Beyond the murkiness of the entity's inconsistently lethal touch, how do Greg and his mom not hear the shattering of their downstairs window or the loud warning of Jay who's in their upper level hallway? Are they both that heavy of sleepers? After Greg's unaccountable death, where's the police investigation? We do see a shot of a cop car in his driveway and a boarded window, to be fair. 

Boasting a fiendishly imaginative concept, an instantly iconic synth score, a slew of nightmare-logic frights, and a stellar, star-making performance from modern scream queen Maika Monroe, It Follows is a melancholy, patiently crafted exercise in sustained trepidation that reinvigorates a classic teen horror trope while putting a fresh -- and petrifying -- spin on the coming-of-age odyssey. The final shot, which finds Jay and Paul, now officially a couple, holding hands as they take a silent walk around the neighborhood, leaves us hanging in the best way possible. A perversion of the typical boy-gets-girl happy ending. Yes, Paul has finally won the heart of his childhood crush, but at what cost? Now it is he who has to remain on guard, looking over his shoulder every second, fearing the approach of a stranger, not even able to fully trust that the person in front of him is who they appear to be. And the only way out is to not only curse some other innocent soul, but to essentially cheat on his girlfriend. It's a crushing moral burden, and it's now been transferred to his shoulders. 

While there's no obvious threat in this closing shot, who's to say that person raking their leaves isn't "it"? Or the man walking far behind them? Safe as Jay may be for now, it's only a matter of time before it returns. If it kills Paul, it will reset its sights right back on her, unless she finds some poor new sap to sleep with. On and on it goes. A never-ending cycle of senseless violence. Supernatural though it may be, perhaps this entity is a metaphor for a real-life danger. Not just that of premarital sex or sexually transmitted diseases, but something deeper and more universally contagious: the violence we inflict on one another every day, passed down from person to person, generation to generation. Like the shape-shifting demon of the title, it comes in various forms: physical, sexual, emotional. And it never stops. It just keeps following.

☆ ☆ ☆ ☆ ☆

» **Work instruction**: Retype the It Follows review word for word, everything from "Beyond the murkiness" down to "to be fair.". Rely only on the text given here.

☆ ☆ ☆ ☆ ☆

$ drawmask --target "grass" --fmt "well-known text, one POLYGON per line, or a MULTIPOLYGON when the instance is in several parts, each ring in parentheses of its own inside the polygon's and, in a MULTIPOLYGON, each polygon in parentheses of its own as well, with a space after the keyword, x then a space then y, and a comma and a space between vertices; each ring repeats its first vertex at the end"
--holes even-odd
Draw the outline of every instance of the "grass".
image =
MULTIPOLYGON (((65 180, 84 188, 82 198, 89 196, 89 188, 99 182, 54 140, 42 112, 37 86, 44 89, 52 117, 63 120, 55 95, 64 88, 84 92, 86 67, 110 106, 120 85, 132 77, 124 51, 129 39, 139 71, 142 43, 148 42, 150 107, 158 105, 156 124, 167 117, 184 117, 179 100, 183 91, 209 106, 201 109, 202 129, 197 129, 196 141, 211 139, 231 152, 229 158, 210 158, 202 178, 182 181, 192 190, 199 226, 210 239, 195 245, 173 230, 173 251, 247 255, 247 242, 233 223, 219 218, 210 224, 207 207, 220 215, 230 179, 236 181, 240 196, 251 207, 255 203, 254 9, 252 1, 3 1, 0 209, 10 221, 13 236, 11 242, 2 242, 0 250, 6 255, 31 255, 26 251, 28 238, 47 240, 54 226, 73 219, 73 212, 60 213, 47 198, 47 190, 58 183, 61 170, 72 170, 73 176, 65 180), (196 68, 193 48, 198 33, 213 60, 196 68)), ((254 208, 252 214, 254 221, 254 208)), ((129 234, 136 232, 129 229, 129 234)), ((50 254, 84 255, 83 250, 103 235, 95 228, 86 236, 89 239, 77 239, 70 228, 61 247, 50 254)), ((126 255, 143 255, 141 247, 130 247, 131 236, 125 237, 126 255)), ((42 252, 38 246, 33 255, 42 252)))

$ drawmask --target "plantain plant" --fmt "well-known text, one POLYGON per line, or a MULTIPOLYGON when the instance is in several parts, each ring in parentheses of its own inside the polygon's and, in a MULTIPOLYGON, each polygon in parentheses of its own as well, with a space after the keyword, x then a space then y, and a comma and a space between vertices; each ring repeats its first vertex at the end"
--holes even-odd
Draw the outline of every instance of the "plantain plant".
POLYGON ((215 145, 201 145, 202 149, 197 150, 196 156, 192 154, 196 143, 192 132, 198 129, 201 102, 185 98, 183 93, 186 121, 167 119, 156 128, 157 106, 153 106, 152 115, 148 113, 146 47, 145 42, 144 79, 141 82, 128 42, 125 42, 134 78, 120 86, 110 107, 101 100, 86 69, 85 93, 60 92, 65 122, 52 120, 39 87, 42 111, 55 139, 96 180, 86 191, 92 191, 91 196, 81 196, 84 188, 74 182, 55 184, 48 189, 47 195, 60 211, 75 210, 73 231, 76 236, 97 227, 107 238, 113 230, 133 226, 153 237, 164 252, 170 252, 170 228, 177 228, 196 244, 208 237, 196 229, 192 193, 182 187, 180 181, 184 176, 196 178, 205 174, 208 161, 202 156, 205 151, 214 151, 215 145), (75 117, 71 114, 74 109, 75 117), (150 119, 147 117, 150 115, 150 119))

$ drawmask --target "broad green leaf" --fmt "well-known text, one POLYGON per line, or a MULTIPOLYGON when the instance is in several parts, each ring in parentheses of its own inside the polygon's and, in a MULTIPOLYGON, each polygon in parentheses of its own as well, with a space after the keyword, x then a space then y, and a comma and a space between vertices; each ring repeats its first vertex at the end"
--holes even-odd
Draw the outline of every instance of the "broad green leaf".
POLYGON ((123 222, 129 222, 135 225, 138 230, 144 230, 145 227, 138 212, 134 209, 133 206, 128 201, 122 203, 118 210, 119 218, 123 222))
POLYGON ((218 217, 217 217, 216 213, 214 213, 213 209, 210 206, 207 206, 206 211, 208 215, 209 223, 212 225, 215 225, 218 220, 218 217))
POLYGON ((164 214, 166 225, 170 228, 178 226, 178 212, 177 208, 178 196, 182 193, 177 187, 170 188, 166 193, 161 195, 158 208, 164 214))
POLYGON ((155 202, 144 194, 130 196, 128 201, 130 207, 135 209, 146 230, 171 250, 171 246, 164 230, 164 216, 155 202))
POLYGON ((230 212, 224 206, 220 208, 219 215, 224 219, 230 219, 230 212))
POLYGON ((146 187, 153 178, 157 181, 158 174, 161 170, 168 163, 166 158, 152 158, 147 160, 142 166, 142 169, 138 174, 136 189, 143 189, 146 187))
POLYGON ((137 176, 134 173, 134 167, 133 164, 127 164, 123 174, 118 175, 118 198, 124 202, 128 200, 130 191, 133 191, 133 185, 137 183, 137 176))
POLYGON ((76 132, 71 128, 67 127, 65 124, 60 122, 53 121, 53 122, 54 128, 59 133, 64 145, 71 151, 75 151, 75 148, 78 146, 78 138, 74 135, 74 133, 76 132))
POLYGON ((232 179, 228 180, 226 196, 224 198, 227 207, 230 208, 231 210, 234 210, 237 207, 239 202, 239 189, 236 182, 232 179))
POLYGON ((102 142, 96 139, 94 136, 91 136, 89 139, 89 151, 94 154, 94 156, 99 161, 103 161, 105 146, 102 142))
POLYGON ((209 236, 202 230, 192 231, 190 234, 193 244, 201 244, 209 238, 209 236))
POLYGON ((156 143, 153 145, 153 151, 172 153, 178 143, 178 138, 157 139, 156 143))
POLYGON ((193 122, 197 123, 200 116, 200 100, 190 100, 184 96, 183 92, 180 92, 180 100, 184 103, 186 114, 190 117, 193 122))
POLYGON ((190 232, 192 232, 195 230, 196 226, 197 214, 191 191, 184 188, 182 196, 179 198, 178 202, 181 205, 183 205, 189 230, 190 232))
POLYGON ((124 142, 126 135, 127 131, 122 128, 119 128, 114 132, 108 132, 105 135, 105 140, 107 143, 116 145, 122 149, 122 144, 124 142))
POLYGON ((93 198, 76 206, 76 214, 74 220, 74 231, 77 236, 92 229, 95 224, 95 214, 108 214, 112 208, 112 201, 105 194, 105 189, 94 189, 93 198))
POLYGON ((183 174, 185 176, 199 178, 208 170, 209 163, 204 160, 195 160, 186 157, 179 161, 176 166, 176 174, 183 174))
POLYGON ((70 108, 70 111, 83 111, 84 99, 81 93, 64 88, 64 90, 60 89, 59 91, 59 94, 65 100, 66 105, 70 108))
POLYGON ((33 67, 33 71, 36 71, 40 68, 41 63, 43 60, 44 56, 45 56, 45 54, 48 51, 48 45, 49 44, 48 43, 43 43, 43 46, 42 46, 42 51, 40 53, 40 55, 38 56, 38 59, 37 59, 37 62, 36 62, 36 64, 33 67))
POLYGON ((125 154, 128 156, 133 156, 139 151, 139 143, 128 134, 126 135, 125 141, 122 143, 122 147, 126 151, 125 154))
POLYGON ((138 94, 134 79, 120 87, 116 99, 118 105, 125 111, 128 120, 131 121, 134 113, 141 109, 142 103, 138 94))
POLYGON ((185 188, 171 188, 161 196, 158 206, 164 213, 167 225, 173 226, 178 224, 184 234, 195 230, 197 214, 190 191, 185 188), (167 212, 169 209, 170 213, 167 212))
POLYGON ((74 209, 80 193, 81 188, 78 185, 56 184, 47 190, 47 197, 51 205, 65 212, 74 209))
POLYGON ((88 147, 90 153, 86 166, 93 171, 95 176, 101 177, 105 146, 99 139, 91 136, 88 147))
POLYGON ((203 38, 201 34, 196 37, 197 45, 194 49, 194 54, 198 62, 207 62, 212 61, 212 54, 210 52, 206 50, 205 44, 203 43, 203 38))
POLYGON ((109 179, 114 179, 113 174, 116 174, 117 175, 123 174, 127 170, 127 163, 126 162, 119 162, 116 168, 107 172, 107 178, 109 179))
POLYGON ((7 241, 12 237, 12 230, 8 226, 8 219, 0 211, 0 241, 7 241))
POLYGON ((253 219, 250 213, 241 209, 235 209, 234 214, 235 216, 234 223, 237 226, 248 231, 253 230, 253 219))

☆ ☆ ☆ ☆ ☆

» **Exercise solution**:
Beyond the murkiness of the entity's inconsistently lethal touch, how do Greg and his mom not hear the shattering of their downstairs window or the loud warning of Jay who's in their upper level hallway? Are they both that heavy of sleepers? After Greg's unaccountable death, where's the police investigation? We do see a shot of a cop car in his driveway and a boarded window, to be fair.